Over the years, I tried and failed to maintain some sort of fitness routine. Kind, patient friends encouraged me – not just to go and do some exercise, but to reframe the way I saw it, and to think about taking care of my body as an act of self love, not of self loathing. I tried Bikram yoga. I joined gyms. I bought a FitBit. I signed up for a 5K and freaked out, deciding to cancel, and just donate more money than I could afford to the charity I was supposed to run for. I was too frightened to move.
Even though I know that my anxiety disorder is about eight times easier to control when I exercise regularly, that I like the way that exercise makes me feel, that I can power walk up the highest incline on the treadmill until the sweat burns my eyes and I look so sodden and spaced out that I might as well have just been hauled out of a river, and it’s euphoric – I feared running. “I will be bad at this,” I thought. “People will see me and laugh at me. Children will point. I will feel ashamed. Why try?”
Then I heard that the gym was shutting over the weekend, right before my holiday. I realised that 12 days with no exercise would be bad for my head and my heart. People had been telling me about trying a running app designed for people who had never run before. “It’s amazing!” my friend Rhiannon enthused. “There’s a recording of a lady called Laura who tells you what to do, and she’s so patient and encouraging. You alternate between running and walking, and it’s hard, but she keeps you going!”
So I set off for the local park, comforted by the fact that enough people felt as anxious as I did about running for the NHS to bother making an app for us. It was much harder than I thought it would be, and at first, I felt embarrassed every time I bounced past another runner. Were they thinking about how slow I was, about how out of shape I seemed? Did they pity me? Did they want to stop me and tell me that there was no point, I should just go home and get back to my sofa?

**EXERCISE REQUIREMENTS**
(A) In the passage about learning to run, swap "Bikram yoga" for "hot yoga" and write out everything from "Over the years, I" down to "frightened to move." with that one change.
(B) Carry on the passage about learning to run, starting after its final sentence.

**RAW DATA**
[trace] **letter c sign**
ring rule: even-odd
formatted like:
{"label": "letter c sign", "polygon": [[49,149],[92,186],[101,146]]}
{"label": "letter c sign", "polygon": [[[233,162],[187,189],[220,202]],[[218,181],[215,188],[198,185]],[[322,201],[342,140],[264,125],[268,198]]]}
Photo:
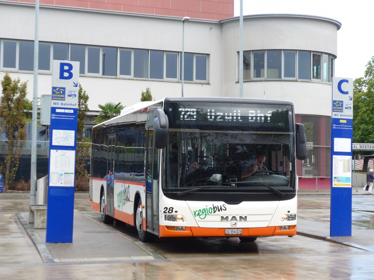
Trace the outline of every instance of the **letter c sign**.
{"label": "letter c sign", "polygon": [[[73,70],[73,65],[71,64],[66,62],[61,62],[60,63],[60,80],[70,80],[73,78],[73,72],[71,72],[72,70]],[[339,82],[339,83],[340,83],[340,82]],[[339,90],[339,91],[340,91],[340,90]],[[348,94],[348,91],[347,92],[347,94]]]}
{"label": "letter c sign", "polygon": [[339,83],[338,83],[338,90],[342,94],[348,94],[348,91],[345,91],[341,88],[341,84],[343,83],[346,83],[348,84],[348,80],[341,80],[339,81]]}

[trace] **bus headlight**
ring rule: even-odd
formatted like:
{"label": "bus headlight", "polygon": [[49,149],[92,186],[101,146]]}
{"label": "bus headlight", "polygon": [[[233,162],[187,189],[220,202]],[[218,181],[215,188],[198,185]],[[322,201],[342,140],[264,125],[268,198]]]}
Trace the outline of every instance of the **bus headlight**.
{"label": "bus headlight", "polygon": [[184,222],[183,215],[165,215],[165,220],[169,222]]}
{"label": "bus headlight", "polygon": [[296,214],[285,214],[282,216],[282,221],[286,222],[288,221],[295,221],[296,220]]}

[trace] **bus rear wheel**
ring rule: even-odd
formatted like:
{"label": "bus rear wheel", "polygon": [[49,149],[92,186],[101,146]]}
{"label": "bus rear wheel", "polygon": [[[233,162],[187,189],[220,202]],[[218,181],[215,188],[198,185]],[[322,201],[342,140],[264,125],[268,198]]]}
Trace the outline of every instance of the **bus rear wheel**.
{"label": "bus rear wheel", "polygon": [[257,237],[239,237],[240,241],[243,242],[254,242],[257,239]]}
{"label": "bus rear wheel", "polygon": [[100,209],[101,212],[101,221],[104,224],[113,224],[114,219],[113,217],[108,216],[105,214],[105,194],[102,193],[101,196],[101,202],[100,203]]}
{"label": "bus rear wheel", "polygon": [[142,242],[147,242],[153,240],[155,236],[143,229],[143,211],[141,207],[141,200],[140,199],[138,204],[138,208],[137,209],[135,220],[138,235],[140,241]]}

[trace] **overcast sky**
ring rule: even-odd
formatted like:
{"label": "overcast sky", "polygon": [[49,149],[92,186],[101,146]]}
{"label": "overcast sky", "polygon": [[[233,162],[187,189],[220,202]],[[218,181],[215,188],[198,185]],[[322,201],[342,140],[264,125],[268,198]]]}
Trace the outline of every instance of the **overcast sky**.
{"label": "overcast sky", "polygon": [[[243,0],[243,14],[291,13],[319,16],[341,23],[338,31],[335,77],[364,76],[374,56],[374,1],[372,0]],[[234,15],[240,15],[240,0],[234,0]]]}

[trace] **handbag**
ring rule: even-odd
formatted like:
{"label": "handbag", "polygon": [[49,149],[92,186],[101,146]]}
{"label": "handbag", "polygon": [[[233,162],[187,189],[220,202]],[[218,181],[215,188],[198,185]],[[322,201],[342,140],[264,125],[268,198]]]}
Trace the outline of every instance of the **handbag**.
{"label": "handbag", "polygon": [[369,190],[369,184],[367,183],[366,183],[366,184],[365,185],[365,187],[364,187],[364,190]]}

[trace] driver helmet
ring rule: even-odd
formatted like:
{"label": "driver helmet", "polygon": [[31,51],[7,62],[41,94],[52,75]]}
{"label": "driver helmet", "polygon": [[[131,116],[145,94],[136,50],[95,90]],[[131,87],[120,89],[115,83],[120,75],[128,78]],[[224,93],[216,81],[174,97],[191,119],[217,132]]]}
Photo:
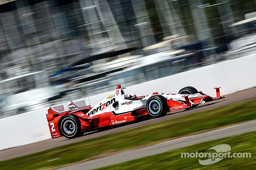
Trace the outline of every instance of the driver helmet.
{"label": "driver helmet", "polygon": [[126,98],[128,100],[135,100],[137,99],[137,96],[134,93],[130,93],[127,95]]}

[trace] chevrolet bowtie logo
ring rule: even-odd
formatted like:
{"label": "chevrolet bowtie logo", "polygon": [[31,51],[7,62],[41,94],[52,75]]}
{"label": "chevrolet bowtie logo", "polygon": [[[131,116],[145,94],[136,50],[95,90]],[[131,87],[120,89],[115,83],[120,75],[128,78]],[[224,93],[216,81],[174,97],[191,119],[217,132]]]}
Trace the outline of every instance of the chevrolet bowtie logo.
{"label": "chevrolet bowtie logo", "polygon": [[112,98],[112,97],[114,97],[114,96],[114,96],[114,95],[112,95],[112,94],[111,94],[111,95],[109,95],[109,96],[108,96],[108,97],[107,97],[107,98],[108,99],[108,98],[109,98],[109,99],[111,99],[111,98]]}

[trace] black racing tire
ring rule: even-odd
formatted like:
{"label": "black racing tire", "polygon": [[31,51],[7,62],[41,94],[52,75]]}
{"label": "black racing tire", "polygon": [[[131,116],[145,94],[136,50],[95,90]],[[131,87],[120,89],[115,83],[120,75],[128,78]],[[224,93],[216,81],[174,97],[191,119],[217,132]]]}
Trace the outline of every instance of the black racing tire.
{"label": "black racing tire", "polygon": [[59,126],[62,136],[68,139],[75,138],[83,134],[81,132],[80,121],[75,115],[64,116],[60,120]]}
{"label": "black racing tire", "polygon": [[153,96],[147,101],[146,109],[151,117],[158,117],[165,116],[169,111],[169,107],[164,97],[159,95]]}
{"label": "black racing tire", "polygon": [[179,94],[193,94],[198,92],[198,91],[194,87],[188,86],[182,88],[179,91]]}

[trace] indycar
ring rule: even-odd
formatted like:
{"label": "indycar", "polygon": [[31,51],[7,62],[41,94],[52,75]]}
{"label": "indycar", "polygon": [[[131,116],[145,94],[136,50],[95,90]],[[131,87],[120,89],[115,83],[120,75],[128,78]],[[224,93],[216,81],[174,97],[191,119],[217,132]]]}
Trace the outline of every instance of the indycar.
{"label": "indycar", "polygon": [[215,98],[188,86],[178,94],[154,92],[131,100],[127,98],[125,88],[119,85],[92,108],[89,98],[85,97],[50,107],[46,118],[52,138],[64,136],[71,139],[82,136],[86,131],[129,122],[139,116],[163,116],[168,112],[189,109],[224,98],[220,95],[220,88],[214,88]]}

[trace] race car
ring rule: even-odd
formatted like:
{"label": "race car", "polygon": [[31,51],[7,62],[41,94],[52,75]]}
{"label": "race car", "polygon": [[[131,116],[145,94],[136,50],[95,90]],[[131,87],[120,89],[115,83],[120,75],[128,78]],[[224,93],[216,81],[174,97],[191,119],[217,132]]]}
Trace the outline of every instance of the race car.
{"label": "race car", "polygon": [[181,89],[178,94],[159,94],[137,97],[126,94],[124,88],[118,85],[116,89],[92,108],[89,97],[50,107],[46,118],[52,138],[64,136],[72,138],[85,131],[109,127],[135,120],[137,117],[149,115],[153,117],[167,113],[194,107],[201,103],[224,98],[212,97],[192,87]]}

**OUTPUTS FOR THE TASKS**
(A)
Over the years, I tried and failed to maintain some sort of fitness routine. Kind, patient friends encouraged me – not just to go and do some exercise, but to reframe the way I saw it, and to think about taking care of my body as an act of self love, not of self loathing. I tried hot yoga. I joined gyms. I bought a FitBit. I signed up for a 5K and freaked out, deciding to cancel, and just donate more money than I could afford to the charity I was supposed to run for. I was too frightened to move.

(B)
Well, I don’t think most of them even noticed me, but occasionally I’d share an eye meet and a smile with one of the proper runners. And I don’t think it was a condescending “Good for you!” nod – it was a smile of solidarity, a cheering glass clink with a distant stranger. And being outdoors and among all the green took me out of my head prison and right into the world. Oh-God-So-Sweaty-And-Crap-And-Out-Of-Breath-And…ooooh, look! A swan in the boating lake! Why-are-you-so-slow-these-people-are-going-to-overtake-you-you-big…how adorable is that puppy?! Dogs are a great source of inspiration for new runners, because they move with such unselfconscious, happy freedom. Every time I worried about accidentally getting in somebody’s way, or how weird my arms might look, a dog would gently remind me to calm down and keep going.
When I woke up the next morning, I was looking forward to my second run. I just came back from my third, and the memories make me smile – the lacy, leafy canopies leaning over pathways and protecting me from the full glare of the sun. Noticing more than 10 different shades of green in the trees, as I bounced along. Being waved at by a kid in a cool lobster t shirt.
I know this is the very beginning of something. Not my running career – but of me finally being able to recognise the fact that exercise is even better for my head than it is for my body. There are so many things to be scared of, and so many physical and mental reasons why it’s hard for millions of us to get started. But exercise is waiting for us when we’re ready for it. It might not make our bodies ‘better’, but it will make us love them harder. It will bring us joy.